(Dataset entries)
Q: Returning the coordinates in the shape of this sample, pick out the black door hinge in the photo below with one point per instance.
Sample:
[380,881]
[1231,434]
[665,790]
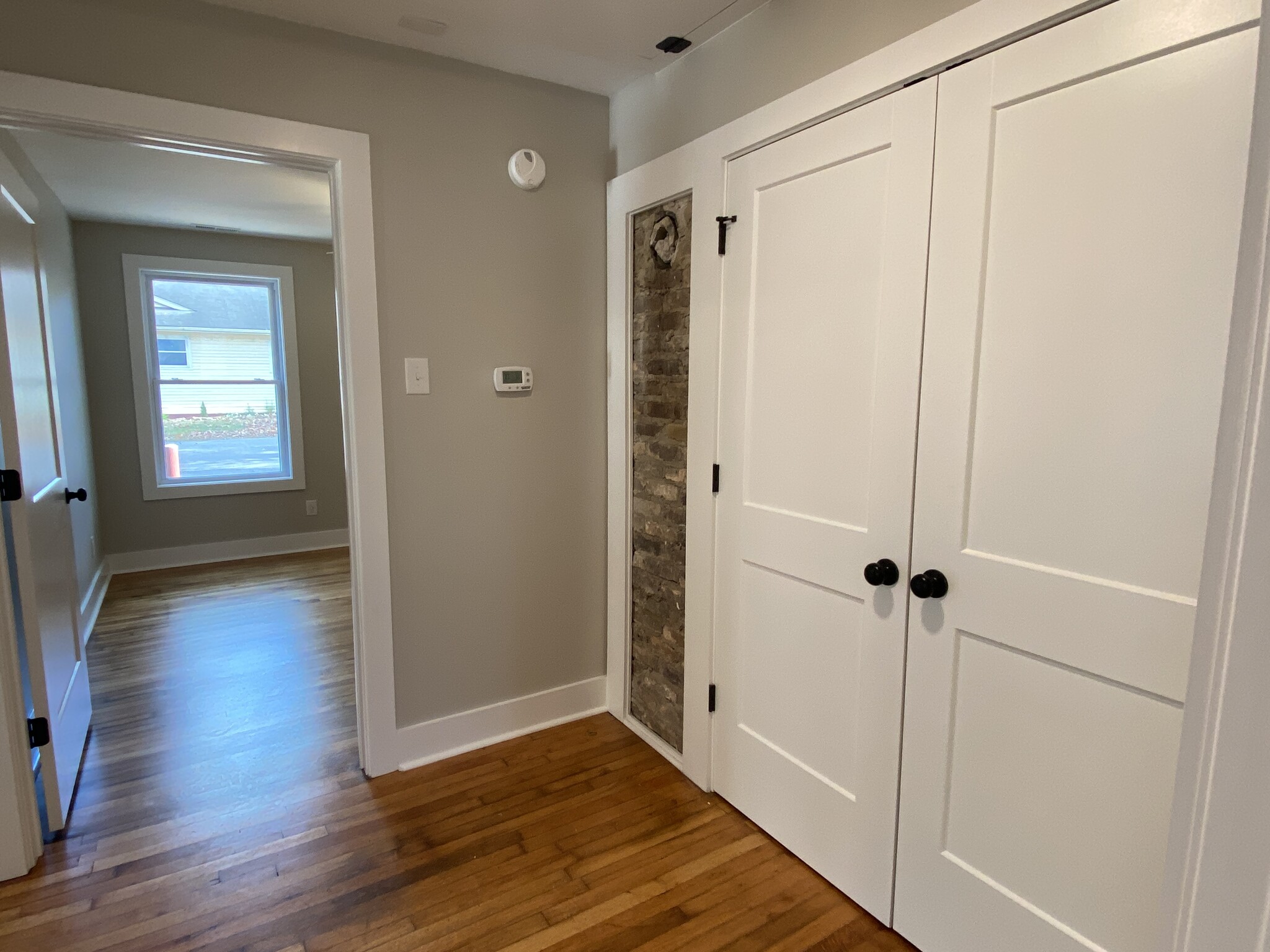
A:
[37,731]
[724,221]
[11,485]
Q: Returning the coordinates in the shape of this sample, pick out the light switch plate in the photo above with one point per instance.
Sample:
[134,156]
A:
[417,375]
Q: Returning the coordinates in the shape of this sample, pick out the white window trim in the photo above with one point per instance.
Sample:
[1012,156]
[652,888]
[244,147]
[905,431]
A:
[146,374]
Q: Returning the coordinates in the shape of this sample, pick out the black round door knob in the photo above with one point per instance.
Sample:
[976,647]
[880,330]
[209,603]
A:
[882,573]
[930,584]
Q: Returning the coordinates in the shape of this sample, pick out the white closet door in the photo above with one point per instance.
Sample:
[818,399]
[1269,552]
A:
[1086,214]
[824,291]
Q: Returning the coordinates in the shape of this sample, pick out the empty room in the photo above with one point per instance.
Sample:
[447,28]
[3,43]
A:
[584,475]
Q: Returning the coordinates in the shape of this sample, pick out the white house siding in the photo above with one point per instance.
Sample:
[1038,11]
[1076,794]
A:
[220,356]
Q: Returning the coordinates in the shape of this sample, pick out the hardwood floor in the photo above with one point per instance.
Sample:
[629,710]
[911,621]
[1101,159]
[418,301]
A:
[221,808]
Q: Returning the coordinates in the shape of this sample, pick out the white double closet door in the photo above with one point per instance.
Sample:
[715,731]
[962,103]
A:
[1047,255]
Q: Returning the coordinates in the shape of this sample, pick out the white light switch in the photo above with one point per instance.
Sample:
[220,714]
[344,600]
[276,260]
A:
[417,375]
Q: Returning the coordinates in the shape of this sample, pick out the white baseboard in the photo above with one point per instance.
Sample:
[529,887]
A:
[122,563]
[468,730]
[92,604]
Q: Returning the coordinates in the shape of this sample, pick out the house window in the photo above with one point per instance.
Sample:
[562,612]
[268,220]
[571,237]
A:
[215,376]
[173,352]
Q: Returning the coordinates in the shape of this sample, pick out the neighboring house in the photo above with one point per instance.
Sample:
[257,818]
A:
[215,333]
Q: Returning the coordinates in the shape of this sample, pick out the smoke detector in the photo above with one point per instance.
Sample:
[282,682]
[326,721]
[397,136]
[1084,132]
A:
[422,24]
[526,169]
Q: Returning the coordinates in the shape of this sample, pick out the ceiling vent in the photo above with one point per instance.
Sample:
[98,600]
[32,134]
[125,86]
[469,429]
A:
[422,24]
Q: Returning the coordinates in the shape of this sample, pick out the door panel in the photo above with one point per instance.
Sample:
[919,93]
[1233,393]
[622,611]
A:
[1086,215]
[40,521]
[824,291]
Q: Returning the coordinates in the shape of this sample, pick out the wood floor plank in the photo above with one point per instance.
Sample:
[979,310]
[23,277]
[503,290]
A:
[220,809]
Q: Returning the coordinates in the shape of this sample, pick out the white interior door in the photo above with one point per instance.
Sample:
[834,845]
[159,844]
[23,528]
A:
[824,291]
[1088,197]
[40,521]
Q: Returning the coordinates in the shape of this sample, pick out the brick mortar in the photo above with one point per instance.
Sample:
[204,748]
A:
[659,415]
--
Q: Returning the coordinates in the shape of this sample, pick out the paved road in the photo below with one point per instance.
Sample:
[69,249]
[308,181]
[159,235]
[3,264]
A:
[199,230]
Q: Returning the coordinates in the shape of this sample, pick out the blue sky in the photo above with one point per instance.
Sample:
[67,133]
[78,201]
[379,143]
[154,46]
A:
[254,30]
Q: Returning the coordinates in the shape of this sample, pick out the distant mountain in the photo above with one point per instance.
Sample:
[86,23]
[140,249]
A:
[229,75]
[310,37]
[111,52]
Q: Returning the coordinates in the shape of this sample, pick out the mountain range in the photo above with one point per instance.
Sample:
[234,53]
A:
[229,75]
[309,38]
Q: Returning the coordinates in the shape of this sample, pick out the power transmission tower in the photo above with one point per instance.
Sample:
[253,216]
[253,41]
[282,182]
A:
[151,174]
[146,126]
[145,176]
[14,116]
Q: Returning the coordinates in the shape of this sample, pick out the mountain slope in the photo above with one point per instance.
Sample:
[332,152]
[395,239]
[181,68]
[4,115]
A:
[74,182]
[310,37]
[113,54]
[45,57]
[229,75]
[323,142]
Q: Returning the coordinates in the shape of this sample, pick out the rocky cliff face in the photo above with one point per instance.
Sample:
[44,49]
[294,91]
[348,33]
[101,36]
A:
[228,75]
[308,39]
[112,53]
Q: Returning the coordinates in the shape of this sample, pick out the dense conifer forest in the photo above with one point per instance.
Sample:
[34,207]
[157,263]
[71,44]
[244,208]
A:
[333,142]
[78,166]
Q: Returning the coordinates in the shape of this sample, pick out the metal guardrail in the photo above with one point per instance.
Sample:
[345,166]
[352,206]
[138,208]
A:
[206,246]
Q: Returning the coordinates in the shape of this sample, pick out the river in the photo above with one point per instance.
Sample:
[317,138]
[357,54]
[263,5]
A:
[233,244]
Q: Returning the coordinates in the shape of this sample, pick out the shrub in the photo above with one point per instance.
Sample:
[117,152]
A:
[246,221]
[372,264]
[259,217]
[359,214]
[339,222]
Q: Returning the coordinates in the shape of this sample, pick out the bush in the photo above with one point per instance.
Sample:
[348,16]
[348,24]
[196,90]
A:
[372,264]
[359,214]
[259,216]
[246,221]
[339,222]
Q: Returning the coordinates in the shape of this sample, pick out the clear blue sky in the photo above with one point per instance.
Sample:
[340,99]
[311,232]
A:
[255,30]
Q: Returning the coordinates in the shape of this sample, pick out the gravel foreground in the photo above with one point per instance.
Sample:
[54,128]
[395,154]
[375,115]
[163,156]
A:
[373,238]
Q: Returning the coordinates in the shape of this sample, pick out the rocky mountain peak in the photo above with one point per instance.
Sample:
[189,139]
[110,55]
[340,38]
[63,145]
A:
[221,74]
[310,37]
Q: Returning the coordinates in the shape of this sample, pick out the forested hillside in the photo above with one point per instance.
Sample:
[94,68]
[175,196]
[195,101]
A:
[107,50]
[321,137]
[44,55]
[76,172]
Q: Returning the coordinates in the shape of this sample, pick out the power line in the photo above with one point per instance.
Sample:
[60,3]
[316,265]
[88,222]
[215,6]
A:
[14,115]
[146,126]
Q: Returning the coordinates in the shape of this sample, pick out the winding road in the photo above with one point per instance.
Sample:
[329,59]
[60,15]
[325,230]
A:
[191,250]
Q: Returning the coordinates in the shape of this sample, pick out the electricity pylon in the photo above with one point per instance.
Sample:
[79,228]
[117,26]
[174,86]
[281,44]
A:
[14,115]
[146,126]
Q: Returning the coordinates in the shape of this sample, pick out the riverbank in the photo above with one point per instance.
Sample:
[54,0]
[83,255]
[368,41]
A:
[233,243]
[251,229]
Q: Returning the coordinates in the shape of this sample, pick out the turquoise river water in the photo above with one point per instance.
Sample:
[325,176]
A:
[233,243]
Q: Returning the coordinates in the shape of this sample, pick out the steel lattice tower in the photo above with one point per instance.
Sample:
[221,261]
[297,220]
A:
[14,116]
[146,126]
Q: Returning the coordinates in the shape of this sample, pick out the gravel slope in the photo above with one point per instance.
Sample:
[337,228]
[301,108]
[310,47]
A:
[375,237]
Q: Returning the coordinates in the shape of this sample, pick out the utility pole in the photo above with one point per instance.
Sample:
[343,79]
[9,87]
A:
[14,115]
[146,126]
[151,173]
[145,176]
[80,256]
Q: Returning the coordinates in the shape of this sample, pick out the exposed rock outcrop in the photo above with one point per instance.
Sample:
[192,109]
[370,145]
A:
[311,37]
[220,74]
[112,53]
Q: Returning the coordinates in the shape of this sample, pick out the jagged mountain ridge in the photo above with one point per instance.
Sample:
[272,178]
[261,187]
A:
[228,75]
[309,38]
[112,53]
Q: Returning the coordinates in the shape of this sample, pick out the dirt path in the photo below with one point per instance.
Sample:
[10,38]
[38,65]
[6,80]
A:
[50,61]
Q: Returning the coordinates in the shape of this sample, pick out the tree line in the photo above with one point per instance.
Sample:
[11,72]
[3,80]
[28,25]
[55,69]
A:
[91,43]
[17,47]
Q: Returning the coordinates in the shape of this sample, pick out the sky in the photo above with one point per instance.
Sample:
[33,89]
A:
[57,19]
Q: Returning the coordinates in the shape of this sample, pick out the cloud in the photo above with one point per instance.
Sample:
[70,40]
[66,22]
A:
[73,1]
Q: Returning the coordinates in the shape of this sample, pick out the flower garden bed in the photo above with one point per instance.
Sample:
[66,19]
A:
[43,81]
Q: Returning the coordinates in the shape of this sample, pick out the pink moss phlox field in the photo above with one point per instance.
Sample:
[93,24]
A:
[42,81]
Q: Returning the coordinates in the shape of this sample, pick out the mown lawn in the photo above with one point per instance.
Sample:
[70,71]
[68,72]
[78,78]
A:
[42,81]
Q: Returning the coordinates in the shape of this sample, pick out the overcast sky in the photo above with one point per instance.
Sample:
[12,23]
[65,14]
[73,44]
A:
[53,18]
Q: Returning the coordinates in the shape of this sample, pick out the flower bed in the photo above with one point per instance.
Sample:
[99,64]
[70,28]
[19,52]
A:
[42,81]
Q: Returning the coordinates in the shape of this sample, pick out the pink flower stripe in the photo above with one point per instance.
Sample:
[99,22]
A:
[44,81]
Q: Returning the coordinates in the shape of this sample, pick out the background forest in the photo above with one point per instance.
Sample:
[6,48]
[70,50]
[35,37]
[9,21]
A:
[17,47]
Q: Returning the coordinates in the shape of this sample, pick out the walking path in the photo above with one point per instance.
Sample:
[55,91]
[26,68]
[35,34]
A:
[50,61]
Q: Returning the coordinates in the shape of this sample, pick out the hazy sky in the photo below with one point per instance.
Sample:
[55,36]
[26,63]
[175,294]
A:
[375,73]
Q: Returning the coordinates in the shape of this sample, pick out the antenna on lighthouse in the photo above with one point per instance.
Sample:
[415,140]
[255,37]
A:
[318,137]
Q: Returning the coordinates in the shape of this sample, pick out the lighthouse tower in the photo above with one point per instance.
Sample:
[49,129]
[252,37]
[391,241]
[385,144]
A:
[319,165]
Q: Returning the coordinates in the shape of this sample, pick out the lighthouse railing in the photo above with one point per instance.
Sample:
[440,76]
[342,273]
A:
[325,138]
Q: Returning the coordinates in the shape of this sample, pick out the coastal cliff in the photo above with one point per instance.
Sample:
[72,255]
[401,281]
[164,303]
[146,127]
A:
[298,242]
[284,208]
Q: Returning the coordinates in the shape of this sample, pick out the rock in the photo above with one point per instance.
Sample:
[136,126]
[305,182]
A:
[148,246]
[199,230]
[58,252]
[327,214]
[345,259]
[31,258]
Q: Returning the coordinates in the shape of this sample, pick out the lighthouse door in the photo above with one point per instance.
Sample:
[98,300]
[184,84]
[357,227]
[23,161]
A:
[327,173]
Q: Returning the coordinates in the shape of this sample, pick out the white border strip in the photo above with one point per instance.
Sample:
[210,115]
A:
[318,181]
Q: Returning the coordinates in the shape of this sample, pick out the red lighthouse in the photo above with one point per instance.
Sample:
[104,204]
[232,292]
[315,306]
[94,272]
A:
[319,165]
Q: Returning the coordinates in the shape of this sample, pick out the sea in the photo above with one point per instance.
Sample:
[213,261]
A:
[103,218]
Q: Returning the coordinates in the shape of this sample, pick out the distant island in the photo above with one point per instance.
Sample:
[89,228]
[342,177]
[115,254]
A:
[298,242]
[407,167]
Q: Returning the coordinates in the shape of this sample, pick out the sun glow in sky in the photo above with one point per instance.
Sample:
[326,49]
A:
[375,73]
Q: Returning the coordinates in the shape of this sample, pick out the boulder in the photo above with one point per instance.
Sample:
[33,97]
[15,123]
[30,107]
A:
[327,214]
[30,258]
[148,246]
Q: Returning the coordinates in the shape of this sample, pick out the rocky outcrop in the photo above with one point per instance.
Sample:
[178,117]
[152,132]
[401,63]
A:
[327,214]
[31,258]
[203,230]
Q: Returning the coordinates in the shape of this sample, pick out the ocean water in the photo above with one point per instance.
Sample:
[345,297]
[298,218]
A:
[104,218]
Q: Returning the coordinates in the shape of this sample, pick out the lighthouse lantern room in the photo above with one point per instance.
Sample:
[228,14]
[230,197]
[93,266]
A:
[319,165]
--
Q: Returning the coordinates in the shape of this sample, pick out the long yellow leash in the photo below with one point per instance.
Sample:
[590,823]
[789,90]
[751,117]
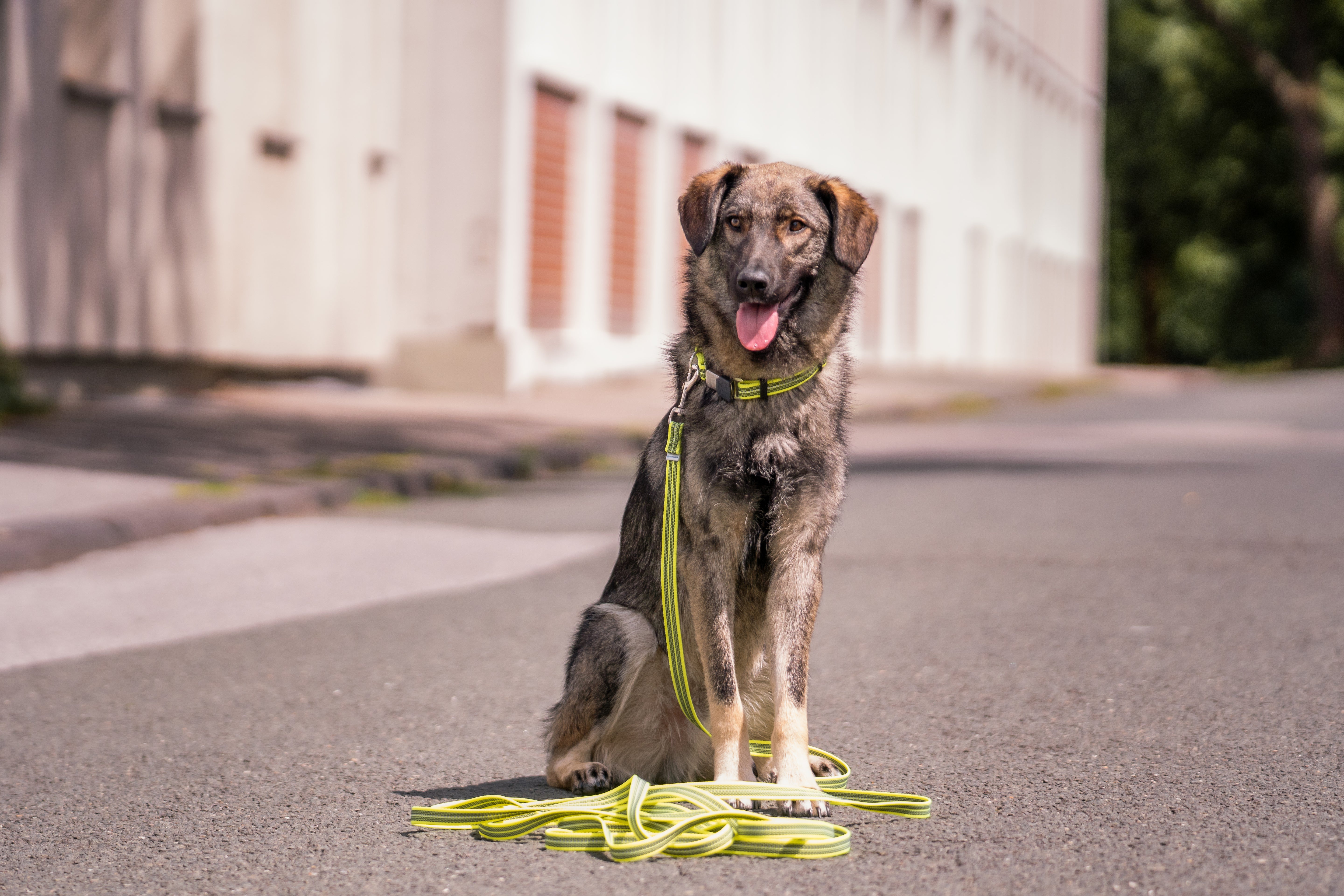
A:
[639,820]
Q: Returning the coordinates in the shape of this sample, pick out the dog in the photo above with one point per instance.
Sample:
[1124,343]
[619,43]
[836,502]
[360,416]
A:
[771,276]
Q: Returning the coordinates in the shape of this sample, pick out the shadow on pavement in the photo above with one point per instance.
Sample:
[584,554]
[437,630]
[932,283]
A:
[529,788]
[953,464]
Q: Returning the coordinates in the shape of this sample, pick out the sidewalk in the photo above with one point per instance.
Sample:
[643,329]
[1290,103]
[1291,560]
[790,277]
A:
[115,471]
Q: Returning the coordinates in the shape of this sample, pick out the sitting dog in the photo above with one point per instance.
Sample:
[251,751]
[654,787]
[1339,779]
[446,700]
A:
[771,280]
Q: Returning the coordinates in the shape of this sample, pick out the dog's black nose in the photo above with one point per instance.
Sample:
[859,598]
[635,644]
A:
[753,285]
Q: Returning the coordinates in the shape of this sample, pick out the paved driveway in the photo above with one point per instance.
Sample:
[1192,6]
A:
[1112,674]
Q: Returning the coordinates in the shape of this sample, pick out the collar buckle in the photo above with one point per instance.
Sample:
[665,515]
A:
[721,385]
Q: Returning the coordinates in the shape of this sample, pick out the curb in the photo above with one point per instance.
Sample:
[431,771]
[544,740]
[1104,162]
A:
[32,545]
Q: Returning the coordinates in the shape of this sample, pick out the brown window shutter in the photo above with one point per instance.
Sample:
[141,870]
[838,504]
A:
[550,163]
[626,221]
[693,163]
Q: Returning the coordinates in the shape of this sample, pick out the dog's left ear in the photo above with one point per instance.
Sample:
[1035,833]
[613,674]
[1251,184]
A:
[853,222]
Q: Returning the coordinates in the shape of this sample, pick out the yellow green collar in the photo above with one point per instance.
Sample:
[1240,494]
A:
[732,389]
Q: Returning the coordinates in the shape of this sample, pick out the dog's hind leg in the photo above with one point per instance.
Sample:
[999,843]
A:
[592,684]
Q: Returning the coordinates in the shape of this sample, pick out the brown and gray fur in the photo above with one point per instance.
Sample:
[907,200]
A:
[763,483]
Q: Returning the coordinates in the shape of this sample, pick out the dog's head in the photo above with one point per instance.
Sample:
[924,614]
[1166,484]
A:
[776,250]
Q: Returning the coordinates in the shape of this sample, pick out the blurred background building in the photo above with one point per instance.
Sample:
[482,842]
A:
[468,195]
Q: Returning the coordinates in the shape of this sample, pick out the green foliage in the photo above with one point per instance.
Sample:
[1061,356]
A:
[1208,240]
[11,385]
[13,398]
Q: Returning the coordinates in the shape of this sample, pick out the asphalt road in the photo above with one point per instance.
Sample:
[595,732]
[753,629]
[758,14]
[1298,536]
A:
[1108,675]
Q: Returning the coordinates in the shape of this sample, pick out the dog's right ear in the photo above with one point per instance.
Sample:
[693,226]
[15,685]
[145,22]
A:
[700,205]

### Task instructions
Copy every line in the records above that contains the word "tower".

### Exercise solution
Q: Returning the coordinates in the shape of this sample, pick out the power transmission tower in the photo above with one point per instance.
Q: Returning the coordinates in the shape of this sample, pick out the steel lattice tower in the photo above with one point per instance.
Q: Returning the coordinates in the shape of this sample, pick out the lighthouse tower in the photo above with one point per instance.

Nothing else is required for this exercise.